▶ [PROBLEM TO SOLVE]: Return each line below holding the string "cabinet".

(Source records)
════
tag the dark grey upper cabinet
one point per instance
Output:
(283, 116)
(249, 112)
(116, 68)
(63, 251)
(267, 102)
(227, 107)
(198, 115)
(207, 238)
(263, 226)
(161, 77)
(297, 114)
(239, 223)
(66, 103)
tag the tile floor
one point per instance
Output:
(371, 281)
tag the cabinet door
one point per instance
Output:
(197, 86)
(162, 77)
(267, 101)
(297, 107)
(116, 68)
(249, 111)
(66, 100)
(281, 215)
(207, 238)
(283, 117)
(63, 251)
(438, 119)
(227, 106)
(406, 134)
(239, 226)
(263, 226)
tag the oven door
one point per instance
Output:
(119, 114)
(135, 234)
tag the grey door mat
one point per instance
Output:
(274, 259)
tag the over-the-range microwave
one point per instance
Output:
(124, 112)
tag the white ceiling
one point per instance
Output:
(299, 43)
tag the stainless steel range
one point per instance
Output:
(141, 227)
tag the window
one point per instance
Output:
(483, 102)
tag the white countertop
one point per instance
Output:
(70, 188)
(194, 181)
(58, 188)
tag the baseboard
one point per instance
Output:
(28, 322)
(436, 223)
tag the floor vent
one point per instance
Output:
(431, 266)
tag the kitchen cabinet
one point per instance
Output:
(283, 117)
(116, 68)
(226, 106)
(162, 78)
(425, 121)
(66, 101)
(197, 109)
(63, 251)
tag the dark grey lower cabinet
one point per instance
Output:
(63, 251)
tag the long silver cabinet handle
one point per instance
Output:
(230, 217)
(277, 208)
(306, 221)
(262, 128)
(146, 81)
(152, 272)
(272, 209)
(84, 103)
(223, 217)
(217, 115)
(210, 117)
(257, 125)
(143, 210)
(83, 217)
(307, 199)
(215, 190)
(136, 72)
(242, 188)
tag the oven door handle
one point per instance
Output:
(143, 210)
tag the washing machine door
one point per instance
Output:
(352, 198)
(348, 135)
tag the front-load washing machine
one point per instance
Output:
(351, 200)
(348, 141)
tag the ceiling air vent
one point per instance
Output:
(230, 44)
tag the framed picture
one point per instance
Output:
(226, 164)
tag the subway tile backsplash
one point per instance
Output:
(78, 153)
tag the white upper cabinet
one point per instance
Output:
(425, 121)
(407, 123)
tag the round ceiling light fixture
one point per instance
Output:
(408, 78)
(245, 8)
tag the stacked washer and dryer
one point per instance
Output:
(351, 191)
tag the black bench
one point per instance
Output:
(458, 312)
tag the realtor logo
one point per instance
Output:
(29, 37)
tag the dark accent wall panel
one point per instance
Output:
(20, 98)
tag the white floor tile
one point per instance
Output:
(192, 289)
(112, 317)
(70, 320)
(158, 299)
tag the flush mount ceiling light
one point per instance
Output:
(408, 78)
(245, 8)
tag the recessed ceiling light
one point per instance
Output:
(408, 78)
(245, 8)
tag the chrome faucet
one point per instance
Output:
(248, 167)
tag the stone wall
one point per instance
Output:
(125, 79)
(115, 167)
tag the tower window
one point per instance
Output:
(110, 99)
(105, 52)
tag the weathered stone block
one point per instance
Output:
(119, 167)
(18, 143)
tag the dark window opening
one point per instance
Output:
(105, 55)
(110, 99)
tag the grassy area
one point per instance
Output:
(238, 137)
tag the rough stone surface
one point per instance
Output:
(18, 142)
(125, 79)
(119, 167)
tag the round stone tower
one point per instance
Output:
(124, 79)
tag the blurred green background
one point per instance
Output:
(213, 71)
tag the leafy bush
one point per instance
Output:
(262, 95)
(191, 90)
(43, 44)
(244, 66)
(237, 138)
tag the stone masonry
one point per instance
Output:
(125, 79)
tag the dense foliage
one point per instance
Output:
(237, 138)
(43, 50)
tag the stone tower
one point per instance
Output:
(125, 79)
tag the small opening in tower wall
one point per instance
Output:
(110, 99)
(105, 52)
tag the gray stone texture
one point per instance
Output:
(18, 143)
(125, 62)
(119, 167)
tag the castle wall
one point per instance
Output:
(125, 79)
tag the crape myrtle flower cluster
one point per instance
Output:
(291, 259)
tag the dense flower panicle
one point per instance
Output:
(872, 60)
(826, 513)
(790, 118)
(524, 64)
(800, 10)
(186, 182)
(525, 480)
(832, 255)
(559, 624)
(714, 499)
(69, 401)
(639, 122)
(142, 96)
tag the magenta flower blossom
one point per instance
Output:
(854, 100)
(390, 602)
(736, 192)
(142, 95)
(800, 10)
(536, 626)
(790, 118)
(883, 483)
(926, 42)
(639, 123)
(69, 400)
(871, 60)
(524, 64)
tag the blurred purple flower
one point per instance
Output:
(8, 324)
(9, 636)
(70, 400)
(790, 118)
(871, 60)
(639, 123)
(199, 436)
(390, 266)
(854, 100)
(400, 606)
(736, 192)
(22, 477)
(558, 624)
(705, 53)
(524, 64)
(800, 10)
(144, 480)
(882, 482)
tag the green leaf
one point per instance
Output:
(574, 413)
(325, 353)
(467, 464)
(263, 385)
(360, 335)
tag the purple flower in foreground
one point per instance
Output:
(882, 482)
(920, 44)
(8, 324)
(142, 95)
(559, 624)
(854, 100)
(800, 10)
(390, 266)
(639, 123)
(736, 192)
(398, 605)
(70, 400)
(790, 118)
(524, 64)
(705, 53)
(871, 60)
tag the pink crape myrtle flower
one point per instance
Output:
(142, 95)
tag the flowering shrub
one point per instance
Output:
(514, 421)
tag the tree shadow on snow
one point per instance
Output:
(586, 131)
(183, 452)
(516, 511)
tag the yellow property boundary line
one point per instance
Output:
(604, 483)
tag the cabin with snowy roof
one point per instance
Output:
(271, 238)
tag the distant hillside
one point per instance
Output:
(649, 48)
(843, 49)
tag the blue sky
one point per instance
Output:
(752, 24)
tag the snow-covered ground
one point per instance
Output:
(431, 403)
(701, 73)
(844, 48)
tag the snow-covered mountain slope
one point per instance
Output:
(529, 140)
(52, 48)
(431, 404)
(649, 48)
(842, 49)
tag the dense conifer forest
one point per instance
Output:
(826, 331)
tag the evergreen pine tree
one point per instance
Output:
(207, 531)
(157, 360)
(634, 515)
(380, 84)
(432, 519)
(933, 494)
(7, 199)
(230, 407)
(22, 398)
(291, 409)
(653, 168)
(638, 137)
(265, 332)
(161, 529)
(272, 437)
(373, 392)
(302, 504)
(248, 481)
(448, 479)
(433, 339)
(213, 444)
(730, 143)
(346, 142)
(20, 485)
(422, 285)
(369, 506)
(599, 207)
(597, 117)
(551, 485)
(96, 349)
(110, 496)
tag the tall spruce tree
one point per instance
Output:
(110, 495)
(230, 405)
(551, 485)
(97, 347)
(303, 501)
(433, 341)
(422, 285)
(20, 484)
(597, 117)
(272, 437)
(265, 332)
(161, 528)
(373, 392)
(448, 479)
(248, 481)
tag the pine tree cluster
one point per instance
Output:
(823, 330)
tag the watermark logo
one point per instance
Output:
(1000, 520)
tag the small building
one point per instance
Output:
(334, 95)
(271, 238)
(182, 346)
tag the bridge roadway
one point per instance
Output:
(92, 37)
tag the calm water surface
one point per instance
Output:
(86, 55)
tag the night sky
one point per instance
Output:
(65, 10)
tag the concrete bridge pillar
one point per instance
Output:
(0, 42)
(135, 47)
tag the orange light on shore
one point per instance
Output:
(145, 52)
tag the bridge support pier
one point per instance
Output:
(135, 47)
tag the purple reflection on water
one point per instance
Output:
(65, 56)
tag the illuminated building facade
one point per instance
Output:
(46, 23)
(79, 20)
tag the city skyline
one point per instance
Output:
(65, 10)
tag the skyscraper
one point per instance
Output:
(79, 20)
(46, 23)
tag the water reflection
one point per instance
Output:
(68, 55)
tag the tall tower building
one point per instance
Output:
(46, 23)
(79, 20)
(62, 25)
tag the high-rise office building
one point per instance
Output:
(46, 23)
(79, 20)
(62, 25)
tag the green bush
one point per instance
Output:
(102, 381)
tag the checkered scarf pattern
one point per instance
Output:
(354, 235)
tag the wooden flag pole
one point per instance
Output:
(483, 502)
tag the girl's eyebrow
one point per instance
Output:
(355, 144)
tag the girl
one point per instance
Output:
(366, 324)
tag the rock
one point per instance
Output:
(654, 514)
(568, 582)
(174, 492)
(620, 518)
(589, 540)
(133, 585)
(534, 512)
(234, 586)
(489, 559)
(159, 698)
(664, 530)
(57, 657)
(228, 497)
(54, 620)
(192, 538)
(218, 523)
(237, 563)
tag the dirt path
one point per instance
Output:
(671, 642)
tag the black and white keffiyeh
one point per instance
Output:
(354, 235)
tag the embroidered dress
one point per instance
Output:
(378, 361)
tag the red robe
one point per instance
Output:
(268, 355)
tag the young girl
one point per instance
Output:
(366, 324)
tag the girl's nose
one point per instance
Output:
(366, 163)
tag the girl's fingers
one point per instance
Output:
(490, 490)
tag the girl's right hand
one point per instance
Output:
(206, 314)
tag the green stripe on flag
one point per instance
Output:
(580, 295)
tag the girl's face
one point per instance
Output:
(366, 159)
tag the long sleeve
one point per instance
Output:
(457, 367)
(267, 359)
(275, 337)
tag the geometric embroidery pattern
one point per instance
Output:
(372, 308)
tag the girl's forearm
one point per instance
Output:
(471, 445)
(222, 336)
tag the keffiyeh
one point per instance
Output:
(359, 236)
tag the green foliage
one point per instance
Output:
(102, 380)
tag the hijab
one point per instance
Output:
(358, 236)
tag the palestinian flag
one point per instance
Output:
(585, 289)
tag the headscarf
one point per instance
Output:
════
▶ [TASK ANSWER]:
tag the dark grey upper cabinet
tag the cabinet door
tag the kitchen cabinet
tag the dark grey lower cabinet
tag the long silver cabinet handle
tag the white upper cabinet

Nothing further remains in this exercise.